=== DATA IN THIS EXERCISE ===

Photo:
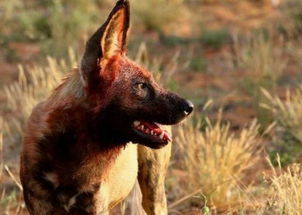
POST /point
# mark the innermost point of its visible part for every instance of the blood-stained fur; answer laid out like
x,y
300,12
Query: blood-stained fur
x,y
86,144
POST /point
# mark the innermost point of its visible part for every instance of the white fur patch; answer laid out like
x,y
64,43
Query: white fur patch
x,y
70,203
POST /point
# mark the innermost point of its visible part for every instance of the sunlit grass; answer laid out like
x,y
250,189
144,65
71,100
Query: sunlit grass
x,y
215,159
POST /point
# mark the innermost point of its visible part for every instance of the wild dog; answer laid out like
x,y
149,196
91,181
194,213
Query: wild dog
x,y
78,155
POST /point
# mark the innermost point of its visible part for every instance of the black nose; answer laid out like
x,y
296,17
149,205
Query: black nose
x,y
188,108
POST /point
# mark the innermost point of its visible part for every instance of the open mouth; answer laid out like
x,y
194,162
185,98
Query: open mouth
x,y
151,131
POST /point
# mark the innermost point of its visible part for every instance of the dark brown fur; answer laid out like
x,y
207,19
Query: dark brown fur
x,y
77,141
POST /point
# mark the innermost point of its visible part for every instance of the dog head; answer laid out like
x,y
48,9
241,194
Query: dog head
x,y
124,94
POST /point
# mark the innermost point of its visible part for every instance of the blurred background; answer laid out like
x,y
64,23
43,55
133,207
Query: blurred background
x,y
239,61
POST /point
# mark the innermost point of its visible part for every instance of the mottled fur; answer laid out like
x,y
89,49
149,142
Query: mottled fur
x,y
77,155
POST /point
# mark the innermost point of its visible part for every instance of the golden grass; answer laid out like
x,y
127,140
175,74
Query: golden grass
x,y
287,112
262,61
285,193
34,84
215,159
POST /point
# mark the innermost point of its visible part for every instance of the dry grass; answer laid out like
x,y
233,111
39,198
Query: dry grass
x,y
285,194
34,84
216,159
262,60
287,112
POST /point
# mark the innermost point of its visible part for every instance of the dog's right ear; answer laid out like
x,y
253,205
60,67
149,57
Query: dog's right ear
x,y
109,40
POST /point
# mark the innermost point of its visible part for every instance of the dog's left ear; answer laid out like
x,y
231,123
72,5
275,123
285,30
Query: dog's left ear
x,y
109,40
113,40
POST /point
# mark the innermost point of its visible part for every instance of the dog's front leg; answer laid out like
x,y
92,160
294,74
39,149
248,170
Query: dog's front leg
x,y
153,166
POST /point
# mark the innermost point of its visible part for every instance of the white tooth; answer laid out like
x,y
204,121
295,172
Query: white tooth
x,y
161,135
136,123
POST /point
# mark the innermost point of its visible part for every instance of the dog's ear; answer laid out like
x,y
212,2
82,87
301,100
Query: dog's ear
x,y
109,40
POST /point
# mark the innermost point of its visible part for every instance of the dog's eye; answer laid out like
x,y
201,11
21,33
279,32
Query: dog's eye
x,y
141,89
141,86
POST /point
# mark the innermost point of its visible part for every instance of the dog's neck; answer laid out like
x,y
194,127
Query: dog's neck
x,y
93,134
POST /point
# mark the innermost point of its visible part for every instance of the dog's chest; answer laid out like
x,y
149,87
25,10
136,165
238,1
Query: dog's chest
x,y
120,179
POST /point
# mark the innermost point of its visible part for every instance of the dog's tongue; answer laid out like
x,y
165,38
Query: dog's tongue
x,y
153,129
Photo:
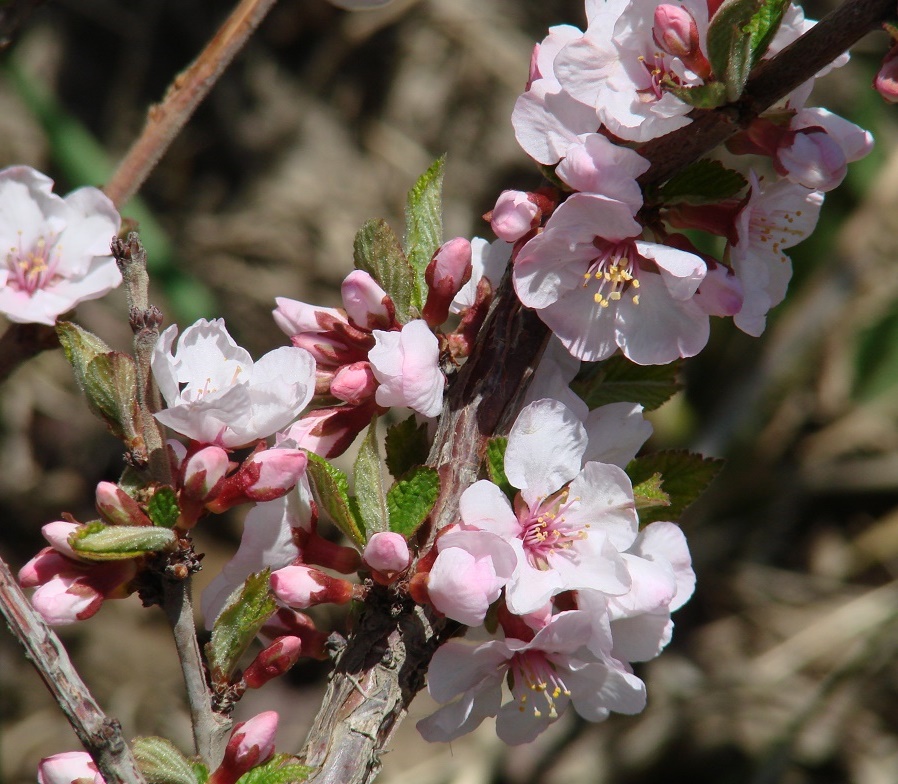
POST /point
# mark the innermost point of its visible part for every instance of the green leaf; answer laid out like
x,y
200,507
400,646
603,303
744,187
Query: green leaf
x,y
684,477
764,25
650,496
161,762
407,446
495,465
163,507
617,380
110,383
331,489
729,44
424,224
376,250
369,484
705,181
280,769
238,624
107,378
98,542
703,96
411,499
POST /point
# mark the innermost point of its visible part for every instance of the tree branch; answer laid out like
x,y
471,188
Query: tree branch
x,y
383,663
100,735
166,119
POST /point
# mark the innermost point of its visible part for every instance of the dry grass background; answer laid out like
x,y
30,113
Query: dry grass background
x,y
783,667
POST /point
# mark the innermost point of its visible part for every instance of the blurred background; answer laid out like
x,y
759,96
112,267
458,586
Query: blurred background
x,y
783,667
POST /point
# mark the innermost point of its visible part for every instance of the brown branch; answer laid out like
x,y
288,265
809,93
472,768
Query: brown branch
x,y
187,91
100,735
210,729
382,665
771,81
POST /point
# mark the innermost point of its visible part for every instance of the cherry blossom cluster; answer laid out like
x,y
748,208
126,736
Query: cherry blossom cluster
x,y
605,269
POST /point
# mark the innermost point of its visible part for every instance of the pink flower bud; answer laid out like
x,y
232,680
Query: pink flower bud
x,y
117,507
446,274
274,660
367,304
720,293
265,475
354,383
68,768
315,549
251,745
813,159
302,586
58,533
388,553
514,215
328,352
886,81
287,622
676,32
204,473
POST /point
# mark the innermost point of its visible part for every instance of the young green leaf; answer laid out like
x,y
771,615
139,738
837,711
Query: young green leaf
x,y
684,477
99,542
764,25
331,489
369,484
161,762
238,624
280,769
407,446
650,496
411,499
703,182
163,507
376,250
495,465
617,380
424,224
108,378
729,44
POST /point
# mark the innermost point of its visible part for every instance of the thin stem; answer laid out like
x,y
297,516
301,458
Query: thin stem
x,y
166,119
101,736
209,728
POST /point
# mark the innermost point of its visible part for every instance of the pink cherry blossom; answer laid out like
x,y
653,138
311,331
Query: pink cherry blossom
x,y
251,745
775,218
387,552
617,68
886,80
545,675
595,165
57,249
468,575
571,520
546,118
599,287
514,215
217,395
488,260
407,365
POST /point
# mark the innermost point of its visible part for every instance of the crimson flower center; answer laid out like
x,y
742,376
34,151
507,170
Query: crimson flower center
x,y
534,678
33,268
614,271
546,531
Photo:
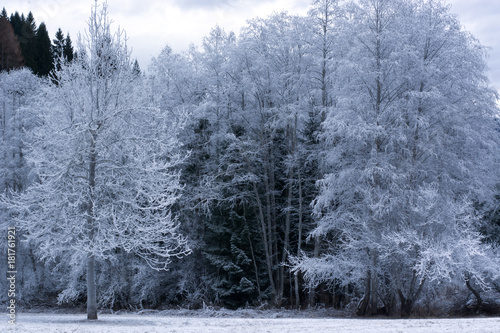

===

- _TASK DESCRIPTION_
Write out the data above in full and exactly, but without the pictures.

- _TASK RESULT_
Photo:
POST /point
# mark the innermost point of its visible part for every instance of the blood-stained fur; answer laid out like
x,y
300,12
Query: blood-stained fur
x,y
86,144
POST /point
# mark the innermost point of its visible part for every instance of the white fur patch; answer laid out like
x,y
64,43
Query: white fur patch
x,y
70,203
POST /point
# mark the innermost point of its visible part for every instance of the sunlit grass; answer laid out like
x,y
250,189
144,65
71,100
Query: sunlit grass
x,y
215,159
POST /point
# mark the innermost point of its visible part for every instance of the wild dog; answer laid out like
x,y
149,196
91,181
194,213
Query: wild dog
x,y
78,155
POST /point
# mark the innermost point of its visible part for every instance of the black nose; answer laid out like
x,y
296,17
149,205
Query: black nose
x,y
188,108
POST /point
# mark the innermost point of its visible part for every instance of the open mouth; answer laid out like
x,y
194,162
185,98
Query: open mouth
x,y
151,131
POST /point
# mark the innermost point of its visible part for every instance of the dark brown fur; answer laid out like
x,y
207,19
Query: dark brown fur
x,y
77,141
POST /point
# mark the innermost point of its visible part for every instance of the dog head; answer laid out like
x,y
48,9
241,194
Query: dog head
x,y
124,94
POST /point
# mark the innermost point of its visible part for every instance of the blurred background; answer laid out like
x,y
64,23
43,55
133,207
Query: blurred background
x,y
239,61
POST /point
# mark the innermost point of its visible part for every instance of the mottled fur; answer laid out like
x,y
89,49
149,142
Query: mottled fur
x,y
77,155
POST /point
# mark the innermost point of its visible part for every instance of the golden grass; answer laid out like
x,y
127,140
175,74
Query: golden grass
x,y
287,112
262,61
285,193
34,84
215,159
POST /point
# mark the innermost point of its visible part for every instance of the dry grass; answer laid out like
x,y
233,111
39,198
Query: dry grass
x,y
285,194
34,84
216,159
262,60
287,112
POST /point
# mark the innermost point of its visible part for every instance of the dog's right ear; answer laid out like
x,y
253,205
60,67
149,57
Query: dog's right ear
x,y
109,40
POST /point
# mark the innermost point of its visible part for every instance of the dog's left ear; answer laid out like
x,y
231,123
72,5
275,123
285,30
Query: dog's left ear
x,y
109,40
113,40
POST /point
# mark the innermost point of its visible part for every instance of the dog's front leg; answer laid out like
x,y
92,160
294,74
39,149
248,170
Query: dog's front leg
x,y
153,166
POST /point
# mark the innermost point of its visible part for every instance of the white tooth; answer laid out like
x,y
204,121
295,172
Query: white tooth
x,y
161,135
136,123
POST /point
# mark the innermost point of its visible part for every instance of the dog's ear; answer laid out like
x,y
212,2
82,87
301,100
Query: dog's ear
x,y
109,40
POST /point
# mark the innermost point of its visible part for every instance of the dog's eye; answer laid out like
x,y
201,11
21,33
279,32
Query: dog's eye
x,y
141,89
141,86
POST /point
# mark the innermost point of its visible part for every instance of the dog's neck; answer laid out like
x,y
194,127
Query: dog's neck
x,y
93,134
POST /point
# mark the innermost point of its visible part for every instance of the dog's chest; answer laid out like
x,y
149,87
25,10
136,165
238,1
Query: dog's chest
x,y
120,179
POST /point
# mark the innermost point of its visible part for every instance of the dog's tongue; answer laid out like
x,y
165,38
Query: dog's tongue
x,y
153,129
Photo:
POST /point
# mark the innermost point of its visible part for every instance of the green leaf; answer laid out like
x,y
200,507
400,646
603,303
744,187
Query: green leaf
x,y
684,477
764,25
650,496
161,762
407,446
495,465
163,507
617,380
110,383
331,489
729,44
424,224
376,250
369,484
705,181
280,769
238,624
107,378
98,542
703,96
411,499
POST /point
# mark the innermost point of its visible part for every instance of the tree branch; answer laid out like
x,y
471,188
Query: tree branch
x,y
383,663
100,735
166,119
POST /point
# mark the innermost point of its visible part for every instance of the dry grass background; answer laid out like
x,y
30,113
Query: dry grass background
x,y
783,667
POST /point
# mark the innermost point of its visible part for every instance of the blurred background; answer laid out like
x,y
759,96
112,267
458,586
Query: blurred background
x,y
783,667
POST /point
# mark the innermost point of its visible part for every instance of the brown branch; answer laid out like
x,y
288,265
809,93
472,768
Query: brown branch
x,y
187,91
100,735
210,729
382,665
771,81
POST /point
# mark the innermost point of its visible part for every instance of the cherry blossom cluster; answer laid out like
x,y
748,208
126,736
Query: cherry blossom cluster
x,y
605,269
POST /point
# mark the innermost point of its visible part for every instance of the pink flower bud; answer laid out like
x,y
232,680
Query: pink flower bud
x,y
117,507
446,274
274,660
367,304
720,293
265,475
354,383
68,768
315,549
251,745
813,159
302,586
58,533
388,553
514,215
328,352
886,81
287,622
676,32
204,473
POST /point
# mark the innermost point of its visible part for every instance of the young green leaf; answer laid out like
x,y
771,615
139,738
837,711
Query: young green leaf
x,y
684,477
99,542
764,25
331,489
369,484
161,762
238,624
280,769
407,446
650,496
411,499
703,182
163,507
376,250
495,465
617,380
424,224
108,378
729,44
POST /point
# mark the innermost point of its visible part for every instance of the thin stem; answer laid out like
x,y
297,516
301,458
Query: thin stem
x,y
166,119
101,736
209,728
POST /point
# mark the innermost point of its visible part for every instance of the pink cherry blossom; answer laid out like
x,y
653,138
311,331
Query: pink cherry blossom
x,y
251,745
775,218
387,552
617,68
886,80
545,675
595,165
57,249
468,575
571,520
546,118
599,287
514,215
217,395
488,260
407,365
POST /point
# mark the innermost point of its visible part for every instance of the crimson flower center; answer laid out like
x,y
742,376
34,151
507,170
Query: crimson flower center
x,y
534,678
33,268
614,271
546,531
Photo:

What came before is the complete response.